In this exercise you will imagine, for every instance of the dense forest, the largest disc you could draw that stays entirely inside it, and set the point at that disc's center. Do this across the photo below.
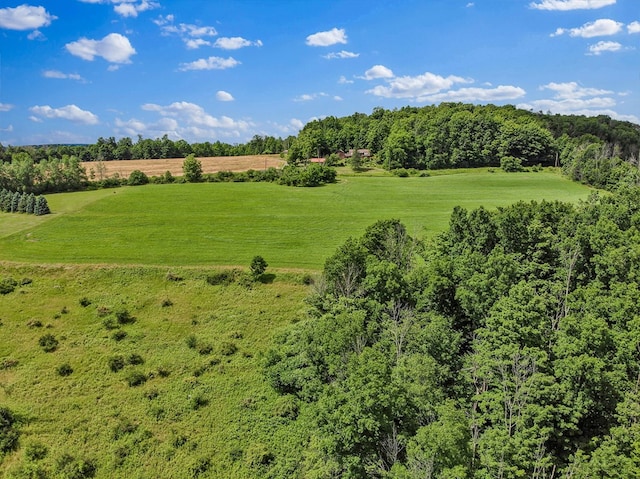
(507, 347)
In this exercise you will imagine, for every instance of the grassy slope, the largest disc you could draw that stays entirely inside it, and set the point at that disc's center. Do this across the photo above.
(229, 223)
(80, 414)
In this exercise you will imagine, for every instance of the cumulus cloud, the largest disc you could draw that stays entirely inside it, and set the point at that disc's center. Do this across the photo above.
(192, 35)
(183, 120)
(132, 9)
(69, 112)
(211, 63)
(378, 71)
(114, 48)
(565, 5)
(310, 96)
(601, 47)
(341, 54)
(599, 28)
(234, 43)
(417, 87)
(224, 96)
(25, 17)
(570, 98)
(328, 38)
(499, 93)
(61, 76)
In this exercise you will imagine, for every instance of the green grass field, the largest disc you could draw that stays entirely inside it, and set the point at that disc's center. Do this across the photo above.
(229, 223)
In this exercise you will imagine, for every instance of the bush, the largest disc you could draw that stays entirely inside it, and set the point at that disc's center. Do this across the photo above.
(8, 285)
(136, 378)
(8, 432)
(258, 266)
(119, 335)
(48, 343)
(116, 363)
(511, 164)
(35, 451)
(64, 370)
(137, 178)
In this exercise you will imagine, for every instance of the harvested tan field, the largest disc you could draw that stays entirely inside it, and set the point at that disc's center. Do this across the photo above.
(158, 167)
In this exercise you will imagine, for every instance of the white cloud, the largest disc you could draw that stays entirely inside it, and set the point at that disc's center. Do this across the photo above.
(378, 71)
(69, 112)
(211, 63)
(25, 17)
(416, 88)
(194, 43)
(600, 47)
(325, 39)
(132, 9)
(499, 93)
(114, 48)
(61, 76)
(341, 54)
(183, 120)
(234, 43)
(572, 99)
(599, 28)
(192, 35)
(571, 90)
(224, 96)
(564, 5)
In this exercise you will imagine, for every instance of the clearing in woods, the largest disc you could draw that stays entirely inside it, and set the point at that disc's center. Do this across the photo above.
(158, 167)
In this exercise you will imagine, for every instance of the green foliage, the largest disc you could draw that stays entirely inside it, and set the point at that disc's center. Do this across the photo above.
(192, 169)
(258, 266)
(9, 433)
(137, 178)
(64, 370)
(48, 343)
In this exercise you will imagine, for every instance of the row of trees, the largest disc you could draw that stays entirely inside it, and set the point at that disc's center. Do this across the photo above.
(107, 149)
(16, 202)
(457, 135)
(508, 347)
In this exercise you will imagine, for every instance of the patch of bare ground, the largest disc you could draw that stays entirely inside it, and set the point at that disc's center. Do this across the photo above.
(158, 167)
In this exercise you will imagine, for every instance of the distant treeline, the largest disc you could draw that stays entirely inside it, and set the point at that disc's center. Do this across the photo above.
(453, 135)
(107, 149)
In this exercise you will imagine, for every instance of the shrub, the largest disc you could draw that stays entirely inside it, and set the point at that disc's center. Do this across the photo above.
(119, 335)
(135, 359)
(8, 285)
(136, 378)
(48, 343)
(116, 363)
(64, 370)
(258, 266)
(137, 178)
(511, 164)
(8, 432)
(35, 451)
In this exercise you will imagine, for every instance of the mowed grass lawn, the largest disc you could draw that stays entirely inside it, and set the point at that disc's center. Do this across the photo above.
(230, 223)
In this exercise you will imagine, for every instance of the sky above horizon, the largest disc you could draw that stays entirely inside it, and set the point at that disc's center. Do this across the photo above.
(75, 70)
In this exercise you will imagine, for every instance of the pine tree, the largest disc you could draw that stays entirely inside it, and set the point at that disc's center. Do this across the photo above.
(31, 204)
(42, 207)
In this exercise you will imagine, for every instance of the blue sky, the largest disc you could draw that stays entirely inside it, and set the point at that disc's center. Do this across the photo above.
(204, 70)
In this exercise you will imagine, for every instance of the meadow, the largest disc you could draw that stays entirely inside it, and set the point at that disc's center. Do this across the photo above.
(229, 223)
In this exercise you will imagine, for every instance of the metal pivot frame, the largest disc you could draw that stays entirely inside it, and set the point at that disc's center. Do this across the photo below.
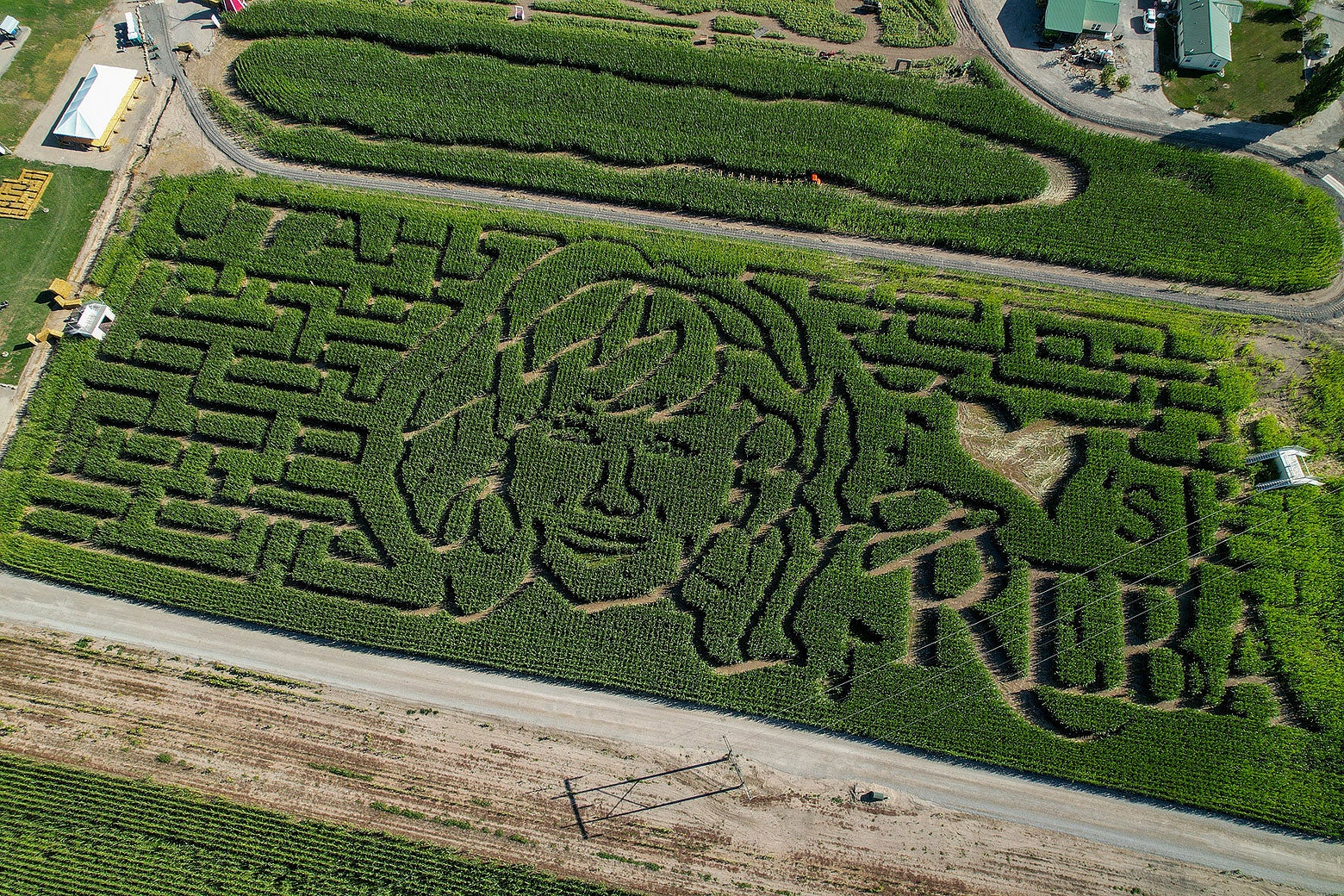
(624, 792)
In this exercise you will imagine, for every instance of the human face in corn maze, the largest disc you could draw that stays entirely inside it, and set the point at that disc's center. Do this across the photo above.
(601, 457)
(636, 496)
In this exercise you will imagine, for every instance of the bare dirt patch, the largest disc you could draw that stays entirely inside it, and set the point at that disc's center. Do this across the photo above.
(489, 787)
(1034, 458)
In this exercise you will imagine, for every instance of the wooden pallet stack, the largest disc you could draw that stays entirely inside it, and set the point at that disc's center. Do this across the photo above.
(21, 195)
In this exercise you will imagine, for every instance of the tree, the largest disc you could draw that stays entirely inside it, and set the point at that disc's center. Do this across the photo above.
(1325, 86)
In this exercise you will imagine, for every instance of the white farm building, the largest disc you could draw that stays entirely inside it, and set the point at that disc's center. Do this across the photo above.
(94, 112)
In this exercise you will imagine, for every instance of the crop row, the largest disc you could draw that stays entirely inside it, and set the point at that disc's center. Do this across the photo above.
(66, 831)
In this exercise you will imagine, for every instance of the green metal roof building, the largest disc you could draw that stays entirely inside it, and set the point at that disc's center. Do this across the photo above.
(1204, 34)
(1077, 16)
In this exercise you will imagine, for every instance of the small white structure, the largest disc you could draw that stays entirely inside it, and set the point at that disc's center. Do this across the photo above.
(1288, 464)
(97, 106)
(91, 320)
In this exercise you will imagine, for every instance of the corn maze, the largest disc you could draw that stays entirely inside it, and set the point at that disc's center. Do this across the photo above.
(638, 115)
(698, 469)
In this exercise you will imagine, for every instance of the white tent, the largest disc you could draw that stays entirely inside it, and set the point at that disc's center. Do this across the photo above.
(91, 320)
(97, 105)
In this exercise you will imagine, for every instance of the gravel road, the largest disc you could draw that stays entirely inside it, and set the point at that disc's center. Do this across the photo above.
(1102, 817)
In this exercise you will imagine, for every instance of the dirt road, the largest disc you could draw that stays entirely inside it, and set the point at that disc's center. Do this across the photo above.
(638, 725)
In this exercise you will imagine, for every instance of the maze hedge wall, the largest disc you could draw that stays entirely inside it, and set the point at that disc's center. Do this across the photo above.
(698, 469)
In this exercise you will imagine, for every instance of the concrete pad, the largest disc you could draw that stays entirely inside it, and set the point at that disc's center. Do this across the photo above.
(101, 48)
(9, 50)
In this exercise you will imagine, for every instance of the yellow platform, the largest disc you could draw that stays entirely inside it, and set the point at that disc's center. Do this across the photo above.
(21, 196)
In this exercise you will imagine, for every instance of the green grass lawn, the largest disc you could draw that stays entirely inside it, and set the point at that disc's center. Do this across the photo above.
(1261, 79)
(58, 28)
(40, 249)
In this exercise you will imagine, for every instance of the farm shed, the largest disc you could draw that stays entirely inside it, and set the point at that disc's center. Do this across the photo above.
(1204, 34)
(1288, 465)
(101, 100)
(1077, 16)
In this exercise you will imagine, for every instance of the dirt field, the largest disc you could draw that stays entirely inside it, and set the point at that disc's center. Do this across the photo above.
(497, 790)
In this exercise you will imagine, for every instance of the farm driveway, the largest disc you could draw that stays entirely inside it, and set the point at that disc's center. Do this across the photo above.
***
BRIEF — Omitting all pictures, copy the preceding entries without any alteration.

ANSWER SPACE —
In this exercise you will imagine, for every instance of the dense forest, the largest disc you could draw that stays entirely inside it, and set the point at that disc's center. Do this across the photo below.
(507, 347)
In this exercise you will imagine, for every instance of the grassy slope, the largest disc you could draw that stays entirely inside it, and set the point at that disc's center. Do this across the photo above.
(229, 223)
(80, 414)
In this exercise you will imagine, for every instance of the cumulus cloud, the largest disc you could draw that stays entirely inside it, and set the point at that disc's center. Do this across the photo above.
(192, 35)
(183, 120)
(132, 9)
(69, 112)
(211, 63)
(378, 71)
(114, 48)
(565, 5)
(310, 96)
(601, 47)
(341, 54)
(599, 28)
(234, 43)
(417, 87)
(224, 96)
(25, 17)
(570, 98)
(328, 38)
(499, 93)
(61, 76)
In this exercise you will imagine, for every instance of the green grass field, the largest disc you could draw that stays entirely inside it, and set the point at that disc's center. Do this across the photo above.
(229, 223)
In this exercise you will imagine, for every instance of the bush, the largest disc you could draw that stays entirely inside it, and set the point at that disc's center. Do this across the photo above.
(8, 285)
(136, 378)
(8, 432)
(258, 266)
(119, 335)
(48, 343)
(116, 363)
(511, 164)
(35, 451)
(64, 370)
(137, 178)
In this exercise you will imagine, for every instance of the harvested tan field, the largest disc you could draw that stays entirely inside it, and set the point at that disc's center. Do this across the photo above.
(158, 167)
In this exercise you will imagine, for every instance of the white cloud, the largest disc you could draw that stays entirely inside it, and set the point at that disc's center. Do this across the photo above.
(378, 71)
(69, 112)
(211, 63)
(25, 17)
(416, 88)
(194, 43)
(600, 47)
(325, 39)
(132, 9)
(499, 93)
(114, 48)
(61, 76)
(341, 54)
(183, 120)
(234, 43)
(572, 99)
(599, 28)
(192, 35)
(571, 90)
(224, 96)
(564, 5)
In this exercise you will imagine, for every instance of the clearing in woods, the largest disc you could draw that stays entirely inside it, and set the point at that disc's center. Do this across the photo above.
(158, 167)
In this exercise you will imagine, for every instance of the green foliage, the largest disc you could draw that stays entirely inside it, and set the point at that disc's center. Do this across the photo above.
(192, 169)
(258, 266)
(9, 433)
(137, 178)
(64, 370)
(48, 343)
In this exercise you will imagine, for every instance of the row of trees, the largest disc you could draw that stays entirely inside it, and set the point at that disc's center. Do this across the photo above.
(107, 149)
(16, 202)
(457, 135)
(508, 347)
In this exercise you will imagine, for every instance of the patch of bare ground, the largest disc you could draw that stays entirely inside it, and set the point at that disc's center. Do this across the photo above.
(158, 167)
In this exercise you will imagine, for every instance of the distant treeline, the largest disc you could draw that stays entirely inside it, and set the point at that disc's center. Do this across the photo above.
(453, 135)
(107, 149)
In this exercise you will imagine, for every instance of the shrub, the largest disc you could draw that stays entirely inside it, and set the point at that disc's center. Do this across the photo above.
(119, 335)
(135, 359)
(8, 285)
(136, 378)
(48, 343)
(116, 363)
(64, 370)
(258, 266)
(137, 178)
(511, 164)
(8, 432)
(35, 451)
In this exercise you will imagine, for every instance of the mowed grass lawn, the largest disc you could draw that stays entirely inside it, and set the point at that disc's center. Do this across the photo above.
(230, 223)
In this exercise you will imagine, for every instance of the sky above horizon, the largest disc you could draw that stays entirely inside it, and set the point at that disc's center. Do this across the photo above.
(75, 70)
In this exercise you will imagine, for every instance of the pine tree, the largest disc you could draw that stays entirely inside it, and set the point at that disc's center. Do this across the photo above.
(31, 204)
(42, 207)
In this exercise you will imagine, for every instance of the blue sky, the largest disc you could draw that stays entirely inside it, and set the point at that disc's center. Do this across the photo above.
(204, 70)
In this exercise you will imagine, for every instance of the meadow, the largest disc you could draw that stays entirely inside it, and set the point at that disc's center. Do this across the photo above.
(229, 223)
In this exercise you will imagine, for every instance of the metal pivot frame, the largest disc you could draw that stays entirely inside it, and set the point at that disc's center. Do this across the photo below.
(624, 792)
In this exercise you will imagine, for every instance of the human face in corn maze, the largest disc you could draw that stays entirely inside it, and set the point at that disc's center. Do this across the photo above.
(601, 457)
(636, 496)
In this exercise you will imagine, for every instance of the bare dirt patch, the largest disc you could draw that stays entirely inside it, and set the point at that disc's center. Do this across the photo above.
(489, 787)
(1034, 458)
In this exercise you will imagine, for every instance of the wooden pallet stack, the largest disc you could draw that stays entirely inside it, and set the point at that disc's center. Do this across the photo above.
(21, 195)
In this exercise you will imagine, for every instance of the tree, the largest disc you could draw that stays entirely inside it, and set the point at that disc's center. Do this across the photo above.
(1325, 86)
In this exercise you will imagine, for every instance of the white farm building, the largest disc you could draw that stays entirely inside it, and set the point at that disc's center. Do this across the photo above.
(94, 112)
In this exercise you will imagine, for every instance of the crop row, the largest disc you could draw that stays entirely inside it, and set the point at that disc's center. Do this across the photo above.
(66, 831)
In this exercise you will imagine, for every instance of the green metal roof building, the largest disc you could draw that stays entirely inside it, and set the point at that disc's center. Do this across the photo above.
(1204, 34)
(1077, 16)
In this exercise you will imagine, for every instance of the small white structure, the largest disc you could draw that stays entirely inside it, and set the point at that disc's center. Do this across the photo above.
(1288, 464)
(97, 106)
(91, 320)
In this exercise you will imagine, for every instance of the corn maze, the largest disc you could draw that stays entirely inside it, and set the point at that disc's center. Do this across the photo above.
(638, 115)
(698, 469)
In this exercise you will imagine, for every instance of the white tent, the largest disc you could draw that stays entirely inside it, and set the point at that disc's center. Do this across the photo above.
(91, 320)
(97, 105)
In this exercise you will imagine, for every instance of the gravel road, the largest disc you could draw that stays entirely inside it, and set the point at that disc's center. Do this across the photo above.
(1102, 817)
In this exercise you will imagine, for every instance of the dirt road, the largest disc you could draw that stays entirely inside it, and set the point at that disc's center. Do this across the photo above.
(638, 725)
In this exercise you will imagine, for every instance of the maze hedge wall, the largest disc you could draw that stays entirely inside it, and set the point at that disc's center. Do this across the photo above.
(698, 469)
In this exercise you will imagine, for every instance of the concrete pad, the largest disc you could draw that stays entirely inside it, and set the point at that disc's center. Do this across the photo above.
(101, 48)
(9, 50)
In this exercise you will imagine, for every instance of the yellow platform, the largest disc you could draw that stays entirely inside it, and set the point at that disc's center. Do this across the photo above.
(21, 196)
In this exercise you will imagine, for every instance of the green grass lawn, the largest disc you could draw that stays entirely inside it, and set the point at that disc's center. Do this across the photo above.
(1261, 79)
(58, 28)
(40, 249)
In this exercise you will imagine, for every instance of the farm shed, the largest disc you could draw that stays entirely inside it, and set the point at that disc's center. Do this across the photo above.
(1204, 34)
(1288, 465)
(101, 100)
(1077, 16)
In this exercise you will imagine, for every instance of the dirt field, the largest disc you could draw that stays entirely inside it, and set the point at that disc's center. Do this across the photo above.
(497, 790)
In this exercise you will imagine, for every instance of the farm driveway, the largest disc you could draw that stays entirely inside it, and set the point at that disc's center. Do this across the photo above.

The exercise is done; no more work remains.